La enfermedad de Carmen Romero, el verdadero motivo de su salida de las listas del PSOE



«Las mías, han sido pequeñas victorias que se han sucedido a lo largo de toda una vida... Y me mido a partir de mis propias capacidades», decía Carmen Romero (68 años) cuando lo mismo servía para referirse a su divorcio como a su traducción de «Artemisia» de Anna Banti que presentaba esos días. Ahora, a esta mujer, madre, exesposa, profesora, traductora, política
 dueña de una discreción acrisolada y otrora musa de la intelectualidad –con Umbral a la cabeza— le toca adquirir el compromiso más duro de su vida: batallar contra el cáncer.

Fuentes cercanas aseguran que no ha perdido la sonrisa y que ante las llamadas de la prensa no desmentirá pero tampoco confirmará nada. Lo que no termina de aclarar su círculo íntimo es si padece el tumor más frecuente en las mujeres occidentales, el de mama, ni en qué estadio se encuentra y mucho menos el hospital al que acude. Solo refieren «que cuando llegue el momento, dirá lo que tenga que decir pero está animada». No es de extrañar la falta de expansión verbal del entorno de esta mujer fabricada de silencios, elegancia y mensajes entre líneas. Quien fuera considerada la «anti primera dama» durante los catorce años que vivió en La Moncloa, jamás tuvo ninguna impaciencia por demostrar que era otra.
Se afilió al PSOE meses antes de casarse con Felipe Gozález, aunque ya había dado rienda suelta a la inquietud de sus convicciones a través de las Juventudes Obreras Católicas. En 1975 cambio su Sevilla natal, donde ejercía de profesora de instituto, por la capital. Pese al traslado y con dos hijos a cuestas, Pablo y David (más tarde llegaría María), Carmen siguió buscando su lugar en la política. Compaginaba su labor en el sindicato de enseñanza de UGT junto con su plaza de profesora adjunta en el instituto Calderón de la Barca.
El triunfo con mayoría absoluta de su marido la convirtió en inquilina de La Moncloa. Una distinción de la que nunca hizo alarde y que le impedía seguir dando clase. En el frío Palacio de Puerta de Hierro imprimió su austero sello. Pocos cambios, nula ostentación y una foto mítica que desprendía el calor del recuerdo, colgada del salón. La instantánea tomada en la primavera del 74 que hizo Manuel del Valle en los pinares de La Puebla del Río. Pasaría a la posteridad como «La foto de la tortilla», y en ella se inmortalizaba al núcleo de lo que en el congreso de Suresnes se llamaría el grupo de Sevilla que derrotaría a históricos socialistas como Llopis para colocar a González como secretario general del partido.

* * * * * * *

* Enunciado
Contesta estas preguntas con datos del texto sobre Carmen Romero:
1. ¿Qué edad tiene Carmen Romero?
2. ¿En qué ciudad ejercía de profesora de instituto antes de 1975?
3. ¿Quién tomó «La foto de la tortilla»?

[Entradas de datos guardadas]
* * * * * * *

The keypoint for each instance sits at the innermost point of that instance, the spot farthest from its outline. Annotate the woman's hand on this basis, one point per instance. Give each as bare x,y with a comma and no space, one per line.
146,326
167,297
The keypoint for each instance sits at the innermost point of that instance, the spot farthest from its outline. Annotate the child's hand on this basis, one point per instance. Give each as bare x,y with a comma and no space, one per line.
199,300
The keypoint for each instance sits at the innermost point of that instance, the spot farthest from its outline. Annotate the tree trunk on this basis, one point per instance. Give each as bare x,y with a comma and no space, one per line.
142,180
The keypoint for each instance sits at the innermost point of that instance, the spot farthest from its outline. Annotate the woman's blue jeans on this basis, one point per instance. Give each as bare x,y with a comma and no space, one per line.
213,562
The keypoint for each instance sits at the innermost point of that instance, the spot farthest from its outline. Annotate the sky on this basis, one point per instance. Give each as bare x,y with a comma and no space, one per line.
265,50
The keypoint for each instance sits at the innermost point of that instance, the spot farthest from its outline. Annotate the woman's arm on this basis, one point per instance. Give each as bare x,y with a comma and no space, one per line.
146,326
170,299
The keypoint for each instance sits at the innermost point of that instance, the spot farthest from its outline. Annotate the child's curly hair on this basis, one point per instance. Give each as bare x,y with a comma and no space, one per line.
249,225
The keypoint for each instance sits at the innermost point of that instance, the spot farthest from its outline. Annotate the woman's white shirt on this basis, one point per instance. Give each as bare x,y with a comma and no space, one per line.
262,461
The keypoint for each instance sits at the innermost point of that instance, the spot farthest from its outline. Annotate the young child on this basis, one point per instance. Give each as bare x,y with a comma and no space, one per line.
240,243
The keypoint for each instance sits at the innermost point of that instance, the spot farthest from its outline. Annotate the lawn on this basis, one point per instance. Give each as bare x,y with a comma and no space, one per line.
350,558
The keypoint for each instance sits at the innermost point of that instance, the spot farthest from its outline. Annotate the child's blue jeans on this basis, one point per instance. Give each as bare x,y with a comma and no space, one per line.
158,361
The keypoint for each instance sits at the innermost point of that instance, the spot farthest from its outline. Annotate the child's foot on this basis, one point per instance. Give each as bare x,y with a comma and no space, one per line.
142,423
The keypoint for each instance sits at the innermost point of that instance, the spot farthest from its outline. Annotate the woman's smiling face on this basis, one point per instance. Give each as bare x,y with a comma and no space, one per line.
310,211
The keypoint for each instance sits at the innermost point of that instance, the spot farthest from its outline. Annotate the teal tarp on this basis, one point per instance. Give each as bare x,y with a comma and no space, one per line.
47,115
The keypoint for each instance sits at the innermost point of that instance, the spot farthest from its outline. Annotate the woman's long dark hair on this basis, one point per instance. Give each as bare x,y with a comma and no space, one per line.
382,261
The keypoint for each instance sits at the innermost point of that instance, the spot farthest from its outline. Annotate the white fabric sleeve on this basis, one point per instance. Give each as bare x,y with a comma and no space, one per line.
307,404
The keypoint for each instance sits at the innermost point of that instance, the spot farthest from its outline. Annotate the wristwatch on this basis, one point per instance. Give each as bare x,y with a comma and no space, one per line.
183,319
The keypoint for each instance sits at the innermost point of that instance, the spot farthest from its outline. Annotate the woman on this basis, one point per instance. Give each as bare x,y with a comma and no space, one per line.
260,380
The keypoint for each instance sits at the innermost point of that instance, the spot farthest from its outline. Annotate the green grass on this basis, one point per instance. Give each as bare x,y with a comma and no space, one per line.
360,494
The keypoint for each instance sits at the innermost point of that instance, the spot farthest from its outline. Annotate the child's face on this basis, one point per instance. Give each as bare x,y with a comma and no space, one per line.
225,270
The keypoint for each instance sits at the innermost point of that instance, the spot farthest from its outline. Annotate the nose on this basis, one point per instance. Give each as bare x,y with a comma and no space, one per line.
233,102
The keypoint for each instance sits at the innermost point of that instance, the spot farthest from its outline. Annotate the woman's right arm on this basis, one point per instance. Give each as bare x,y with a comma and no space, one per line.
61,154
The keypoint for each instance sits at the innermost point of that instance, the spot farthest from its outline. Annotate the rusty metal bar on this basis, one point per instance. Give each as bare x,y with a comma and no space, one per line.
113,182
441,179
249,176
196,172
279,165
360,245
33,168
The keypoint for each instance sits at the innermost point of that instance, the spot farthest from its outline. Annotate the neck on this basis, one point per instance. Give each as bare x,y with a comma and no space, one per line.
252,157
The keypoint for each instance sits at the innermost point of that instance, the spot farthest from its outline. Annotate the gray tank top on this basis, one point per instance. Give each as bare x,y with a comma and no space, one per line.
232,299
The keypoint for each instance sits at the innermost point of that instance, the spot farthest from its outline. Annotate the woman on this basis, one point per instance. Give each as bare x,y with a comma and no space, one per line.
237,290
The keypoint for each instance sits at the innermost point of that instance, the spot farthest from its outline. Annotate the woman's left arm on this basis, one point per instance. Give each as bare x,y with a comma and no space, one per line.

* * * * * * *

* Respuesta
1. 68 años.
2. En Sevilla.
3. Manuel del Valle.